Problem to solve ->
Can you copy out all of the material below, replacing every "identify" with "locate" and keeping everything else the same?

Material supplied ->
════════

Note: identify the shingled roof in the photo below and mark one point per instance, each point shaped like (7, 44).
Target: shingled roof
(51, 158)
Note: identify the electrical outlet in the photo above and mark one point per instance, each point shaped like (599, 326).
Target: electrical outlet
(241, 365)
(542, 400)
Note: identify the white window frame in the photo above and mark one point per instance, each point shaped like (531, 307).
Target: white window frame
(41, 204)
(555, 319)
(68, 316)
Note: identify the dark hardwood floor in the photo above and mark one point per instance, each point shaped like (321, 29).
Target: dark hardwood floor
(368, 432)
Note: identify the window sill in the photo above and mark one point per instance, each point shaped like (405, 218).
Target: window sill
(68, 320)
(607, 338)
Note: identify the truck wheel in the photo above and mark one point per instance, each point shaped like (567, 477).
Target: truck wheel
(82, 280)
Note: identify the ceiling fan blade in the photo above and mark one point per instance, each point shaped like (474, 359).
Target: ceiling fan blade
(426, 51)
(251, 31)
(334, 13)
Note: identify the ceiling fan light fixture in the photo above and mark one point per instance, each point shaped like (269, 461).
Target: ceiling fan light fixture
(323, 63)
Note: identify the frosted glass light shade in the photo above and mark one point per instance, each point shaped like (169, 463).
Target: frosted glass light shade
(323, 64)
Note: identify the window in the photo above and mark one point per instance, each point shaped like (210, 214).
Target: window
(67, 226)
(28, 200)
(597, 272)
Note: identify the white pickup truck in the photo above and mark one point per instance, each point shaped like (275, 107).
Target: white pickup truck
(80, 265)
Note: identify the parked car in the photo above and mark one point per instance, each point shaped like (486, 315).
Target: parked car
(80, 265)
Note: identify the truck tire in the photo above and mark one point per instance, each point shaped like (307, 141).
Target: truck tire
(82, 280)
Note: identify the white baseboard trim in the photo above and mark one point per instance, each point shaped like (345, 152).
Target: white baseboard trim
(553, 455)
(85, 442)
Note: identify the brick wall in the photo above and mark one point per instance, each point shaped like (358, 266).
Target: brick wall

════════

Task response ->
Note: locate the shingled roof in the photo below and mark one point per instance, each point shaped like (7, 44).
Target: shingled roof
(51, 158)
Note: locate the electrical outlet in the photo above and mark one point per instance, each point shaped like (599, 326).
Target: electrical outlet
(241, 365)
(542, 400)
Note: locate the white window frame in the photo above and mark one point per instance, each point shaped like (531, 307).
Target: white window frame
(41, 204)
(555, 319)
(68, 316)
Note: locate the dark hardwood floor in the photo above and mark one point per instance, each point shaped like (321, 29).
Target: dark hardwood floor
(368, 432)
Note: locate the window sill in the photo above and mark one point per instance, each point shaped like (405, 218).
Target: window sill
(68, 320)
(607, 338)
Note: locate the truck wheel in the photo above and mark one point per instance, each point shaped like (567, 477).
Target: truck wheel
(82, 280)
Note: locate the ceiling fan blade in the photo above and mark one point per instance, each point shaped like (474, 359).
Target: ceiling fan blade
(426, 51)
(251, 31)
(334, 13)
Note: locate the ceiling fan light fixture in the photo above and mark one point per instance, each point shaped like (269, 461).
Target: ceiling fan light fixture
(323, 63)
Note: locate the frosted glass light shade in the photo above and mark one point per instance, each point shaped like (169, 463).
Target: frosted glass light shade
(323, 64)
Note: locate the window in the photo above and mark one point per instance, each point shaped like (210, 214).
Target: window
(67, 226)
(28, 200)
(597, 272)
Note: locate the white pickup truck in the photo above and mark one point per instance, each point shaped like (275, 107).
Target: white pickup truck
(80, 265)
Note: locate the parked car in the photo above and mark one point per instance, each point shaped like (486, 315).
Target: parked car
(80, 265)
Note: locate the truck tire in the photo above and mark one point per instance, each point shaped like (307, 141).
Target: truck tire
(82, 280)
Note: locate the white baseboard trim in the photo above and mark one point per instance, each point shaped like (345, 152).
Target: white baseboard trim
(553, 455)
(85, 442)
Note: locate the brick wall in the photo above and mark one point per instance, each point shaped like (358, 266).
Target: brick wall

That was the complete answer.